## Required work
Switch "black trousers" to "gray trousers" in the entries from the line with "target: black trousers" to the line with "146 246 L 141", and give those lines again with nothing else changed.

● ● ●

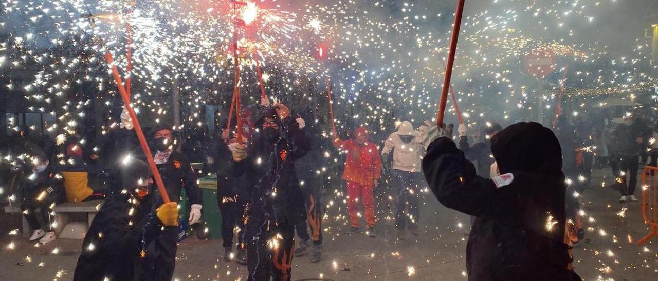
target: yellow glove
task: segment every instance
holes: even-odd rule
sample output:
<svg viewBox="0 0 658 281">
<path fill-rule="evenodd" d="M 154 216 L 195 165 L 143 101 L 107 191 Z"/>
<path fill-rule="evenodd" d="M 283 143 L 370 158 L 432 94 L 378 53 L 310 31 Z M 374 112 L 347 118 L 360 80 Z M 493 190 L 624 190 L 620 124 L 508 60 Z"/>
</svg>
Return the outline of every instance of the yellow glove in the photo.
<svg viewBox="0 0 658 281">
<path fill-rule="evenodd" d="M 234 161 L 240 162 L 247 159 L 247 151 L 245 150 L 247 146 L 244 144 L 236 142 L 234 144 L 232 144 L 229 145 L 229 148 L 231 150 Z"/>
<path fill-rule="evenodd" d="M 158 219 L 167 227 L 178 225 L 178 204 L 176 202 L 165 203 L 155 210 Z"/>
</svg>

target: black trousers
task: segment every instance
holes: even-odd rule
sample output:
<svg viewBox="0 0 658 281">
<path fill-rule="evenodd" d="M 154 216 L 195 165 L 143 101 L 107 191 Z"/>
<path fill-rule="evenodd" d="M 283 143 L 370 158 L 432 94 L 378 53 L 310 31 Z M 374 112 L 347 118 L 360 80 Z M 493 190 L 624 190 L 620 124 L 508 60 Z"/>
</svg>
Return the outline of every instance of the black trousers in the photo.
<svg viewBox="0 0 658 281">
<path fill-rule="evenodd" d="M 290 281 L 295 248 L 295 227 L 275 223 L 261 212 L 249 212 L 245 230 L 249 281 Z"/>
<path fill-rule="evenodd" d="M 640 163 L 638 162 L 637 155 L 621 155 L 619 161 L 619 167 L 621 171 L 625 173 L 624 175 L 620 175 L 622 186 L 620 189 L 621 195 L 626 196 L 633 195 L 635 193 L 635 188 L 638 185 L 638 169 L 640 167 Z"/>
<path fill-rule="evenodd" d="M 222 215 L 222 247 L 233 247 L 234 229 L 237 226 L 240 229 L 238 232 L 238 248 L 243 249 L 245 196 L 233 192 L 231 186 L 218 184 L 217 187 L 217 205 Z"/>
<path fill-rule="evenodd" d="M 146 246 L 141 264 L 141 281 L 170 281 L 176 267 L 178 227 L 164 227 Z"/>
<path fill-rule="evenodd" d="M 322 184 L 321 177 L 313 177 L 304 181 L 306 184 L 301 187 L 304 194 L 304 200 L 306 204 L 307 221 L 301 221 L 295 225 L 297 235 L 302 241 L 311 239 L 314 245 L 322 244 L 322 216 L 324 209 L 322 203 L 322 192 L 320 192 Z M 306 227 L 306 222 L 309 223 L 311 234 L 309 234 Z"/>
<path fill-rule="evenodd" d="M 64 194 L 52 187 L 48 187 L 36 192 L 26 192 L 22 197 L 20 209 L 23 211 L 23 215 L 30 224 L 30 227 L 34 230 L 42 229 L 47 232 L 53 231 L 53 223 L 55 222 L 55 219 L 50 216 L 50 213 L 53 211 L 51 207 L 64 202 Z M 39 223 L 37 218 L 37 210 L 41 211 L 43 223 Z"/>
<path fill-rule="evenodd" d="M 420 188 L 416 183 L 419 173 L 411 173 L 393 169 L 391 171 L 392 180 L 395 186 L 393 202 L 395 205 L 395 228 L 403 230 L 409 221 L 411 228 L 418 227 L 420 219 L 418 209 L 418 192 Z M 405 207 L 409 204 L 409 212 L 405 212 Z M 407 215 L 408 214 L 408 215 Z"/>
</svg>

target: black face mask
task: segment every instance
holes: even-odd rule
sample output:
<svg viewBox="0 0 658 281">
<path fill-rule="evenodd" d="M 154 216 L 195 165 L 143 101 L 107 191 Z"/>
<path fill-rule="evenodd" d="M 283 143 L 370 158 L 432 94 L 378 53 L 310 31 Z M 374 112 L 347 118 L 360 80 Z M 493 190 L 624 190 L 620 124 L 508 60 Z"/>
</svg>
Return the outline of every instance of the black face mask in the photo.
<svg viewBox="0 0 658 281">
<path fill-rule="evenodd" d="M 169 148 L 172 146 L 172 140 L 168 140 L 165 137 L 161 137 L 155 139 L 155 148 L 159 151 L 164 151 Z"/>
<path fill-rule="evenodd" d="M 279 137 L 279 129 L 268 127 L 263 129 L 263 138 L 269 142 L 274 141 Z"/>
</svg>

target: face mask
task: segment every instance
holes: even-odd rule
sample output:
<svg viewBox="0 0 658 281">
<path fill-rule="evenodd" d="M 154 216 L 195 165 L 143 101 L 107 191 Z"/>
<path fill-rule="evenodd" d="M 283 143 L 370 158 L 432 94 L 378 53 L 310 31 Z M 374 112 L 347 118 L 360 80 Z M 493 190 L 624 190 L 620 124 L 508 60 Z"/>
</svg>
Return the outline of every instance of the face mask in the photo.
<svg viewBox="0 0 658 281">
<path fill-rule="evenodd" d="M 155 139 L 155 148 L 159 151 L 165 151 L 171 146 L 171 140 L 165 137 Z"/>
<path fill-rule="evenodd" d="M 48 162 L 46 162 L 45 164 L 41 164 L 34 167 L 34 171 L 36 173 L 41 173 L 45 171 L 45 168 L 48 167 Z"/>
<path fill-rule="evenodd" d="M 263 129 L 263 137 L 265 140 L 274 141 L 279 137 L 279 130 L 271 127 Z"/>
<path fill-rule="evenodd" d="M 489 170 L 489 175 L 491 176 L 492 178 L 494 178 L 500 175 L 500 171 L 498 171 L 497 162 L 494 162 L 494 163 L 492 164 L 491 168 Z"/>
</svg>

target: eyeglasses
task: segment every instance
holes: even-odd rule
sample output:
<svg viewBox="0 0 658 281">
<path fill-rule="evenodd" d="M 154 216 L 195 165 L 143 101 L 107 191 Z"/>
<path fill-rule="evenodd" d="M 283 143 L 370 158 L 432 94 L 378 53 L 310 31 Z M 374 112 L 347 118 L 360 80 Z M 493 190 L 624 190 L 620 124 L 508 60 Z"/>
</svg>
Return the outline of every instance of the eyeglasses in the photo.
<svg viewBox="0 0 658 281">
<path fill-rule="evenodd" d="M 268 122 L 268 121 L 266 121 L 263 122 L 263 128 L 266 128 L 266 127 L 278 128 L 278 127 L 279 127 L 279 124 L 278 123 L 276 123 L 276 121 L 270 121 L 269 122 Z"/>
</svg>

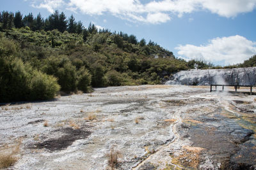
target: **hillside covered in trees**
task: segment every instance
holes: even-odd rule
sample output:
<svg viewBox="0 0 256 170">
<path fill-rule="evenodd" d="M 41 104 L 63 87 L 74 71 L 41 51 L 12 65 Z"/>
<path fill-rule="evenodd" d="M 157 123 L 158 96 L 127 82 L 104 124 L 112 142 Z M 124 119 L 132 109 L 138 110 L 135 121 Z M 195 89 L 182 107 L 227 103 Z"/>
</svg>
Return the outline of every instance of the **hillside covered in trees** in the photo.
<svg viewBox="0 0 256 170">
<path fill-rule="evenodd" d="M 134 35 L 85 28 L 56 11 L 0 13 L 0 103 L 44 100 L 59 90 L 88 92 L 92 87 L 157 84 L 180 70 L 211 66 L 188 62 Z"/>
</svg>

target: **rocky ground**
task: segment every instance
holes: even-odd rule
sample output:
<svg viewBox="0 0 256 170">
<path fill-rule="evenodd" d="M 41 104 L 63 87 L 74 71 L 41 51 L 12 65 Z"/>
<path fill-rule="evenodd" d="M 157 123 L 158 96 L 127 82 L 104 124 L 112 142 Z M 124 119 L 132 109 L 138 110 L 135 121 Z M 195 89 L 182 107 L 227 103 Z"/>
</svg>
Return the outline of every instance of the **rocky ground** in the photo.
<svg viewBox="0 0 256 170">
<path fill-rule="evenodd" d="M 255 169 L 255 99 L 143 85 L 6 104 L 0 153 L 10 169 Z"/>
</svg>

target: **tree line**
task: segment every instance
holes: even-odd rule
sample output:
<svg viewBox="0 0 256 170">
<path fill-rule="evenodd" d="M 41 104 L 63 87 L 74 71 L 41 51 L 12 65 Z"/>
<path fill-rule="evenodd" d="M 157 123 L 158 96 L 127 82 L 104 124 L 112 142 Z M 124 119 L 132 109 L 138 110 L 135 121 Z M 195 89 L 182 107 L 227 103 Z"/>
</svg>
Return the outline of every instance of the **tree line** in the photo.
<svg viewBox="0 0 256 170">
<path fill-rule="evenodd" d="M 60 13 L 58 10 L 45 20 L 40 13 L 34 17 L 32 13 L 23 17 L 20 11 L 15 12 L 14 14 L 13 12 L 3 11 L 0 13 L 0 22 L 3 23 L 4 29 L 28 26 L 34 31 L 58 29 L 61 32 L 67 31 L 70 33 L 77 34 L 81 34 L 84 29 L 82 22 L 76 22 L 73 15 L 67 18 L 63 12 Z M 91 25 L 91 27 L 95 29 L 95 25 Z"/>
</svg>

● ● ●

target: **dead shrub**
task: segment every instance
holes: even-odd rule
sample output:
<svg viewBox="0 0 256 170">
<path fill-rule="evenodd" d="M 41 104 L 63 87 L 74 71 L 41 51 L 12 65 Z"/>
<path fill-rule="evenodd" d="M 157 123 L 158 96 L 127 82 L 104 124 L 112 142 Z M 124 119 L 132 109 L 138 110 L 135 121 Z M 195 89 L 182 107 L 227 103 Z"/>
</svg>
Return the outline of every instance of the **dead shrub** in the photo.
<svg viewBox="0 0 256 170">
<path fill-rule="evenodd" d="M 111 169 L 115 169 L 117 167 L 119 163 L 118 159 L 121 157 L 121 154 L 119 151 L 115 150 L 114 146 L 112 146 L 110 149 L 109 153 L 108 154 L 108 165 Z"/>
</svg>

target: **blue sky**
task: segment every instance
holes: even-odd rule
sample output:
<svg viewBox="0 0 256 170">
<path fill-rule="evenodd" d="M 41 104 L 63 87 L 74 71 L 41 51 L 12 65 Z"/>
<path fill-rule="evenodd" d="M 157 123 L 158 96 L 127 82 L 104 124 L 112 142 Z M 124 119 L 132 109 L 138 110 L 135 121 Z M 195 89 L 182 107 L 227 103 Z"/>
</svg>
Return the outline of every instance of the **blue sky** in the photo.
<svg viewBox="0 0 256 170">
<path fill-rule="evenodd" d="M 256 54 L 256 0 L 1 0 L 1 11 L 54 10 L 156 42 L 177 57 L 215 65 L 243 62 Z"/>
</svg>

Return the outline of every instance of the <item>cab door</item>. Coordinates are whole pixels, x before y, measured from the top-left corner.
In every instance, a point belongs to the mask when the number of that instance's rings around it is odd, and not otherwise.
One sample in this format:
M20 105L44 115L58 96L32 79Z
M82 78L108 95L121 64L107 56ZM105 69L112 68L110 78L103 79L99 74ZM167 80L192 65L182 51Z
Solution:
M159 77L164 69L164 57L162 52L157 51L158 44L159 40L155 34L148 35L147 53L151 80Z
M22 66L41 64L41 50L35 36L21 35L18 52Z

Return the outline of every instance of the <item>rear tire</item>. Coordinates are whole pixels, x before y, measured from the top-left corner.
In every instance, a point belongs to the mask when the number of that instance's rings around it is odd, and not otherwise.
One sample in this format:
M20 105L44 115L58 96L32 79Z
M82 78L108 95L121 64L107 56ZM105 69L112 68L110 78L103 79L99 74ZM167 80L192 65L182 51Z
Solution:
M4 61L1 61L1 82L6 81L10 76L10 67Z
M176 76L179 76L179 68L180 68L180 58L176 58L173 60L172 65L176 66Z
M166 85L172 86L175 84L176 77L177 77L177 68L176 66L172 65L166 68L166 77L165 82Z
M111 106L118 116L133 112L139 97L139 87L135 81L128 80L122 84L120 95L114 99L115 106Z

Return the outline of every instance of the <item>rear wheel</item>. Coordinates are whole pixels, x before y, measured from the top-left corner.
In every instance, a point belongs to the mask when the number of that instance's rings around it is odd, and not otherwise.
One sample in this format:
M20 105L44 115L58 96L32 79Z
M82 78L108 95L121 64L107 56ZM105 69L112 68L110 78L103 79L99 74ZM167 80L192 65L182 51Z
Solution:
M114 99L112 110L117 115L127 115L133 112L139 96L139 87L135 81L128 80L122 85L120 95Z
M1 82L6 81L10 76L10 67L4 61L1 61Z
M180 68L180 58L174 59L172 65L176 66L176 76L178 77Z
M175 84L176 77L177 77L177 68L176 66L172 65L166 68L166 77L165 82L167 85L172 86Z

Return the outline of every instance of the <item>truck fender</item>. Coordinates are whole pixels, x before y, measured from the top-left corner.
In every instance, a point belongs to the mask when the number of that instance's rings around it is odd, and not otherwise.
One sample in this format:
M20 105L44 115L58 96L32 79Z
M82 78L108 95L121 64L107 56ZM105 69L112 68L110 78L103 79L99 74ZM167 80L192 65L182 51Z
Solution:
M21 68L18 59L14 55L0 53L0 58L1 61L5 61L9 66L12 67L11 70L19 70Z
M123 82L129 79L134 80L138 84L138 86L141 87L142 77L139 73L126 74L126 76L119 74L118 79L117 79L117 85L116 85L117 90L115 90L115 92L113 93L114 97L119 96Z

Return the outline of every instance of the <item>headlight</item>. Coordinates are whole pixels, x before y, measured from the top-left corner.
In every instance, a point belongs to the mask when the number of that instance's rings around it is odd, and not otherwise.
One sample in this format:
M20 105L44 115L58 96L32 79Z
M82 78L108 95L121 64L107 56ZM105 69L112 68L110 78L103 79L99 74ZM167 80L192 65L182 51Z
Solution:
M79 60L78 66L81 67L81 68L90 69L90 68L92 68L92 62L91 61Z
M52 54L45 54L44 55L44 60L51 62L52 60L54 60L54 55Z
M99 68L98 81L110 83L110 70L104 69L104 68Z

● ● ●

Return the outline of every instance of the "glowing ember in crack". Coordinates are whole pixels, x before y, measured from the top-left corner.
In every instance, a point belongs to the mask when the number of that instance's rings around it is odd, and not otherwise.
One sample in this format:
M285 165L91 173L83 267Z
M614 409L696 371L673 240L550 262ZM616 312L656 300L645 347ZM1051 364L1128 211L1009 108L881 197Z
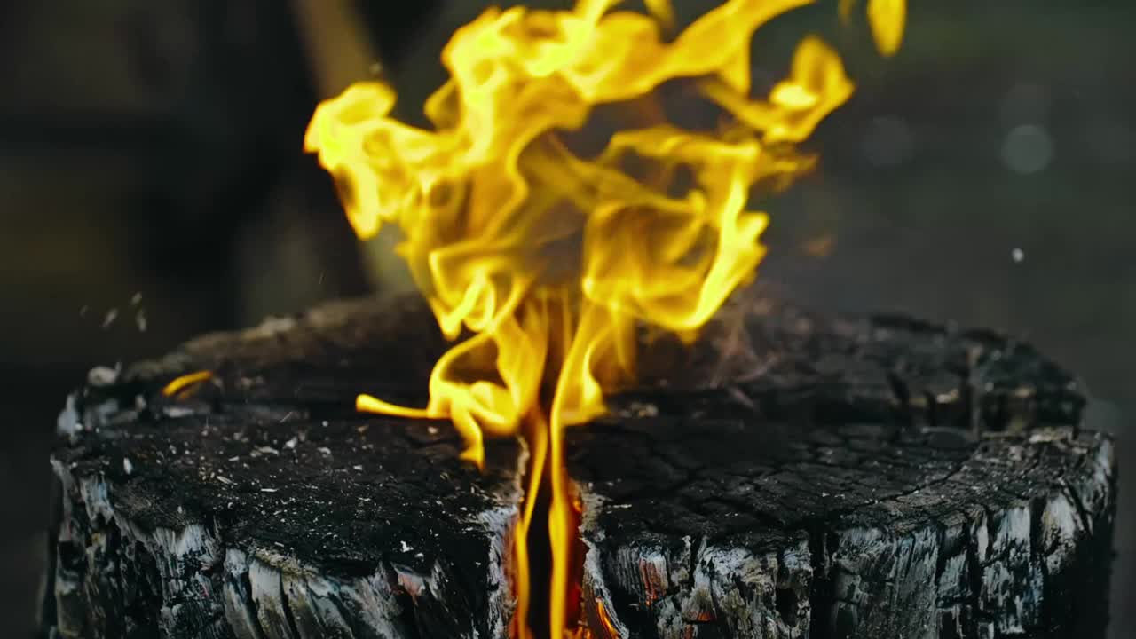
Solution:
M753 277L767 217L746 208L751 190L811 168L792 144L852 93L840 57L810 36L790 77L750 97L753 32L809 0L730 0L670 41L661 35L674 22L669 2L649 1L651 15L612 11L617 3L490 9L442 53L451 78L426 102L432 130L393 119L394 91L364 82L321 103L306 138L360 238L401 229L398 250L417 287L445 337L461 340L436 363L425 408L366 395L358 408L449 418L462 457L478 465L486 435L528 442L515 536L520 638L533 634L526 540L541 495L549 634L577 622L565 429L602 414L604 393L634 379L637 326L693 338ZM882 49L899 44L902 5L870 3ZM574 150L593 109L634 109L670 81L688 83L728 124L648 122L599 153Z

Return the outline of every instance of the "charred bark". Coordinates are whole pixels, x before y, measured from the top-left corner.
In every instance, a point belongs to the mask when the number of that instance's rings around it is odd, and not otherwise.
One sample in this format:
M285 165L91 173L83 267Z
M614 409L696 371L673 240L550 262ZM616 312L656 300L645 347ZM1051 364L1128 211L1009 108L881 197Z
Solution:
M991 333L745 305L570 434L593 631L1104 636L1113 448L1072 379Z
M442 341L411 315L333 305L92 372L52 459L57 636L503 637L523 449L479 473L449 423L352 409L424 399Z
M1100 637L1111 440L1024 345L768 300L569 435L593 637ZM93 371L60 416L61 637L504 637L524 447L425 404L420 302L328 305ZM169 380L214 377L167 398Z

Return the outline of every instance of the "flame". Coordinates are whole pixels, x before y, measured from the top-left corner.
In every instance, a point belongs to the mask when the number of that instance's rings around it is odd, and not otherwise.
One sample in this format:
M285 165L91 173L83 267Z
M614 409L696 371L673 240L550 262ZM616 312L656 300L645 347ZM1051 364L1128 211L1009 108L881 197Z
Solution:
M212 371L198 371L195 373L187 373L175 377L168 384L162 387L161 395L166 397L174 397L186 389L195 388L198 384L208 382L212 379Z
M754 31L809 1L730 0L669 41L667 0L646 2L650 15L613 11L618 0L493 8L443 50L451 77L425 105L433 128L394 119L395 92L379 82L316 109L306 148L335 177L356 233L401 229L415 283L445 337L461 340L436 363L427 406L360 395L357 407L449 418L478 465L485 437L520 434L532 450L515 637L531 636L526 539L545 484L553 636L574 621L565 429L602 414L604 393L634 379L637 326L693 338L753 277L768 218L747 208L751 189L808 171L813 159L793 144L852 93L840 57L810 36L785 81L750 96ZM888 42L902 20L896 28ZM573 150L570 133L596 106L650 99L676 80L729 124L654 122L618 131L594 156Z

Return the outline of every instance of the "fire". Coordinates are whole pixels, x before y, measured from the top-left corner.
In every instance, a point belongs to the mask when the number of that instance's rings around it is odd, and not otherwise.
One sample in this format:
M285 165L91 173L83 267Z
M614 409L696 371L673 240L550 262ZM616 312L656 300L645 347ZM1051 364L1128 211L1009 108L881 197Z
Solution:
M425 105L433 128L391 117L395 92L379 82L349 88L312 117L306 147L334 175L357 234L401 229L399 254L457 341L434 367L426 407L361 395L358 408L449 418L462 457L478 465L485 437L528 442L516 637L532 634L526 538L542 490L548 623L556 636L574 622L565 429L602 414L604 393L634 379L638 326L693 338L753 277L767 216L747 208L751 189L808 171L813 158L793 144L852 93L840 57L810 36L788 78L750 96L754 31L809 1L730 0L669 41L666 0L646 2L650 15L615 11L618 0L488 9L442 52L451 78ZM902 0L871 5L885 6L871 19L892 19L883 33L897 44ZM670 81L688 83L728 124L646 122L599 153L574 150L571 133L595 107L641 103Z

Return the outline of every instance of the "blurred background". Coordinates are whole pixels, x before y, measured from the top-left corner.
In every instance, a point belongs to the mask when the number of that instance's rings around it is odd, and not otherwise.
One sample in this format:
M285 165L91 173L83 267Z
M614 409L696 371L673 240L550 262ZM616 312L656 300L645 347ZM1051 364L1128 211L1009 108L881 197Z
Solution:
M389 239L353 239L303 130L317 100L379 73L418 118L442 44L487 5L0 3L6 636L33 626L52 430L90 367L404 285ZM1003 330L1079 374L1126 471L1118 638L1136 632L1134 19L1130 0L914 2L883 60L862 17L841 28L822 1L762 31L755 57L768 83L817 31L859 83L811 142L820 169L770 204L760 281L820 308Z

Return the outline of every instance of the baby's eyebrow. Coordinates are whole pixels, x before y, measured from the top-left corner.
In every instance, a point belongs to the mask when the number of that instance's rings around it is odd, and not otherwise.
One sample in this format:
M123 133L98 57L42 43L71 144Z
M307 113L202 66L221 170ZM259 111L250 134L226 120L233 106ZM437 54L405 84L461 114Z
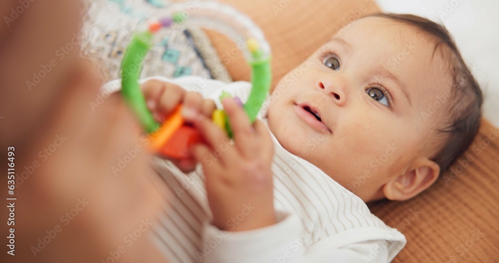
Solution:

● ● ●

## Full solution
target: gray trousers
task: segment every instance
holes: even-odd rule
sample output:
<svg viewBox="0 0 658 281">
<path fill-rule="evenodd" d="M 154 216 L 195 165 L 143 101 L 107 191 Z"/>
<path fill-rule="evenodd" d="M 283 143 L 370 158 L 432 94 L 378 53 L 310 31 Z M 374 112 L 347 118 L 360 80 Z M 493 190 L 624 190 L 620 124 L 508 60 Z"/>
</svg>
Return the outline of every instance of the gray trousers in the photo.
<svg viewBox="0 0 658 281">
<path fill-rule="evenodd" d="M 290 281 L 295 248 L 295 227 L 275 223 L 261 212 L 249 212 L 245 230 L 249 281 Z"/>
<path fill-rule="evenodd" d="M 640 163 L 638 162 L 637 155 L 621 155 L 619 161 L 619 167 L 621 171 L 625 173 L 624 175 L 620 175 L 622 186 L 620 189 L 621 195 L 626 196 L 633 195 L 635 193 L 635 188 L 638 185 L 638 169 L 640 167 Z"/>
<path fill-rule="evenodd" d="M 222 215 L 222 247 L 233 247 L 234 229 L 237 226 L 240 229 L 238 232 L 238 248 L 243 249 L 245 196 L 233 192 L 231 186 L 218 184 L 217 187 L 217 205 Z"/>
<path fill-rule="evenodd" d="M 146 246 L 141 264 L 141 281 L 170 281 L 176 267 L 178 227 L 164 227 Z"/>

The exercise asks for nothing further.